**Directive**
Express the rows below as a two-column CSV with the headers instruction and response, one line per row. Put each row's full text in the instruction field and its answer in the response field, quoting every field and turning its line breaks into spaces.

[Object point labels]
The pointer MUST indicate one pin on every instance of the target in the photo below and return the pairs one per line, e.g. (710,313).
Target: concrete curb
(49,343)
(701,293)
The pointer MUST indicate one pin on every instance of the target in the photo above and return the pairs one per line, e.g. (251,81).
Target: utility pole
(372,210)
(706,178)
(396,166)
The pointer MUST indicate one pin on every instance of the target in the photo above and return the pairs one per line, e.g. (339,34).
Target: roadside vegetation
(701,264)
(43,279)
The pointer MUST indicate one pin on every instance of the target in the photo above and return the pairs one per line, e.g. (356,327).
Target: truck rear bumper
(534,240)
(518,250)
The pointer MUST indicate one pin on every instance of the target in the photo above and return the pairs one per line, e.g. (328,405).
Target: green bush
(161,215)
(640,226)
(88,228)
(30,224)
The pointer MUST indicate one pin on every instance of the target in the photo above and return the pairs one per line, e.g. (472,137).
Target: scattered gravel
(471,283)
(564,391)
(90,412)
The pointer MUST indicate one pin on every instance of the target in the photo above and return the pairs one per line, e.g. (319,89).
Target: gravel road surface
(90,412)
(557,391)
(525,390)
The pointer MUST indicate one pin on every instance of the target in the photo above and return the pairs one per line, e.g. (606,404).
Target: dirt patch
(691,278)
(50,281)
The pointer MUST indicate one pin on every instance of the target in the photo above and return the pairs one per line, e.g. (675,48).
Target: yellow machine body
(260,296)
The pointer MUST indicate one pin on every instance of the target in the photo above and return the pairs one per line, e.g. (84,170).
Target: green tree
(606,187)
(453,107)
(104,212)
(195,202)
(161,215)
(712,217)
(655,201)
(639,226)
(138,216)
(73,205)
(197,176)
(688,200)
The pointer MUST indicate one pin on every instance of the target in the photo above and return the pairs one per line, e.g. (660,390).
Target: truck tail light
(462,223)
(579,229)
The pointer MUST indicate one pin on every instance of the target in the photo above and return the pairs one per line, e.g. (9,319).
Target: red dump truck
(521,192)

**Response to the task**
instruction,response
"The pointer MUST indicate one pin on every instance of the target in the photo below and return the pairs one per line, e.g. (710,313). Target: concrete curb","(49,343) (701,293)"
"The pointer MUST indicate one pin on every instance of the target in the photo above and return the pairs one per line, e.g. (251,81). Target: utility pole","(372,210) (706,178) (396,166)"
"The pointer MUST indicate one pin on every instance of the target in the photo above and return the pairs one per line, e.g. (339,34). Target: roadside vegetation","(701,264) (43,279)"
"The pointer MUST indicate one pin on every instance of the target in the photo above and return the pairs one per line, e.g. (356,327). Target: truck rear bumper","(534,240) (518,250)"
"The pointer MUST indicate one pin on every instance of the target in the photo above and return the pairs one per line, e.g. (328,405). Target: green bush","(161,215) (640,226) (88,228) (30,224)"
"The pointer MUST indicate one pin on every instance of the target in the photo above and return the pairs one per line, e.g. (472,137). Target: scattered gravel","(471,283) (564,391) (90,412)"
"The pointer MUST indicate one pin on every instance of the target in the photo above and return the pairs one per line, e.g. (319,89). Target: gravel road surface","(90,412) (557,391) (525,390)"
"The pointer MUST indicate one pin on every instance of the target in the photo above and return the pairs one per line, e.g. (606,404). Target: dirt patch","(691,278) (50,281)"
"The pointer MUST indicate one pin on every instance of the target in the photo above and return the pairs one per line, e.g. (675,48). Target: yellow machine body","(260,296)"
"The pointer MUST indicate one pin on every instance of the target in the photo above and return the pairs one per line, e.g. (84,170). Target: green tree","(606,187) (453,107) (104,212) (195,202) (161,215) (712,217) (655,201) (639,226) (138,216) (73,205) (197,176) (688,200)"
"The pointer MUST indicate one pin on every instance of the target in the photo above and return the pairs one per line, e.g. (660,390). Target: truck tail light","(462,223) (579,229)"
"The pointer MUST indicate one pin on every instance of the target in the photo above and return the pairs one per line, e.g. (9,319). Target: red dump truck","(521,192)"